Exercise details
Word for word, quote all of the material, omitting the pictures.

Provided data
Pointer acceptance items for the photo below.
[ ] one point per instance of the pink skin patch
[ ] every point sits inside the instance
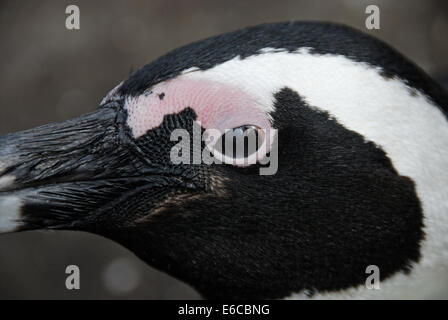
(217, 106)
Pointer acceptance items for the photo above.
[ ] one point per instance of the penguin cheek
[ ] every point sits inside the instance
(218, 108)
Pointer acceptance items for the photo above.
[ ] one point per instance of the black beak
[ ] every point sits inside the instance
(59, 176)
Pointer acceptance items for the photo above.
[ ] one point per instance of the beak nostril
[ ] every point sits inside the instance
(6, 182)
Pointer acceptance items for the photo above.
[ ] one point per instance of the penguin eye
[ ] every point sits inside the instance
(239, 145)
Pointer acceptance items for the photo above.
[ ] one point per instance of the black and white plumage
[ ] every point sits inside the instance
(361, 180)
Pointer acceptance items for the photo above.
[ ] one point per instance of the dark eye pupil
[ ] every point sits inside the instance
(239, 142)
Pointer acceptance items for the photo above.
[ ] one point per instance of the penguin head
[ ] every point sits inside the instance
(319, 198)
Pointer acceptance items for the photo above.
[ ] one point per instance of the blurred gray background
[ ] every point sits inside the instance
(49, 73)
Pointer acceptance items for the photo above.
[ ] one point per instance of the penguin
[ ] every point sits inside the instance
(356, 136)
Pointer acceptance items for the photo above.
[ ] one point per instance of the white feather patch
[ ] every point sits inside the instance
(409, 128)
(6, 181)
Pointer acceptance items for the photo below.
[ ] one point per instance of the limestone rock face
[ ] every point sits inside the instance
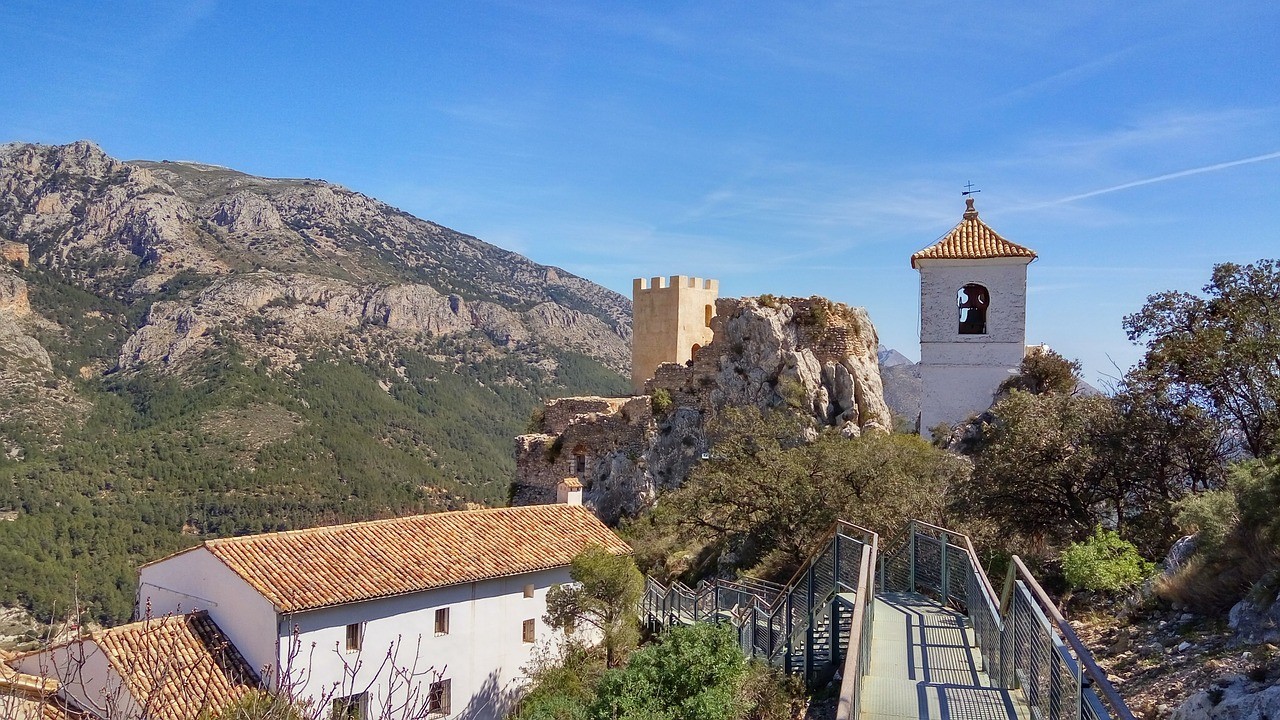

Written solution
Pointer acceptance items for the photo below.
[ ] one point per instance of the pink skin patch
[ ] every point sits inside the instance
(217, 106)
Pointer acceptance items for the photo above.
[ ] one point per instance of the penguin cheek
[ ] every point sits inside the instance
(218, 108)
Pointer acceptance items for the photo above.
[ ] one point per instance of the black beak
[ ] every point sits inside the instance
(59, 176)
Pointer acceptance items for the photo above.
[ ] one point per instance of the beak nostril
[ ] every point sits inside the instance
(6, 182)
Pointer acceptance items for the photo above.
[ ] one point per instance of the penguin eye
[ ] every point sits inside the instance
(239, 145)
Pointer acceptance items for the photo above.
[ ] one point per instance of the black and white plumage
[ ] every point sits inside the instance
(361, 180)
Pointer acceptance items for the photo above.
[ ] one point per instance of the dark eye pupil
[ ] every point sits inside the instance
(239, 142)
Pointer acceptance items for the photo above.
[ ] one point per instance of the penguin head
[ ] every point sits inside the instance
(319, 198)
Pointer acceptance items for the photo above.
[ ] one point per instance of the blurred gray background
[ ] every point sits inside the instance
(49, 73)
Pointer acceptance items for the photo above.
[ ] one point per instance of the penguin
[ ] every point sits inside the instance
(356, 136)
Pointer acceptance items for the photo above.
[ ] one point per instance of the white feather patch
[ ] every point sits inside the instance
(409, 128)
(6, 181)
Pointer acceptance items for the photo below.
[ ] one point per instance of the limestone rock face
[ ] every point sits inside the instance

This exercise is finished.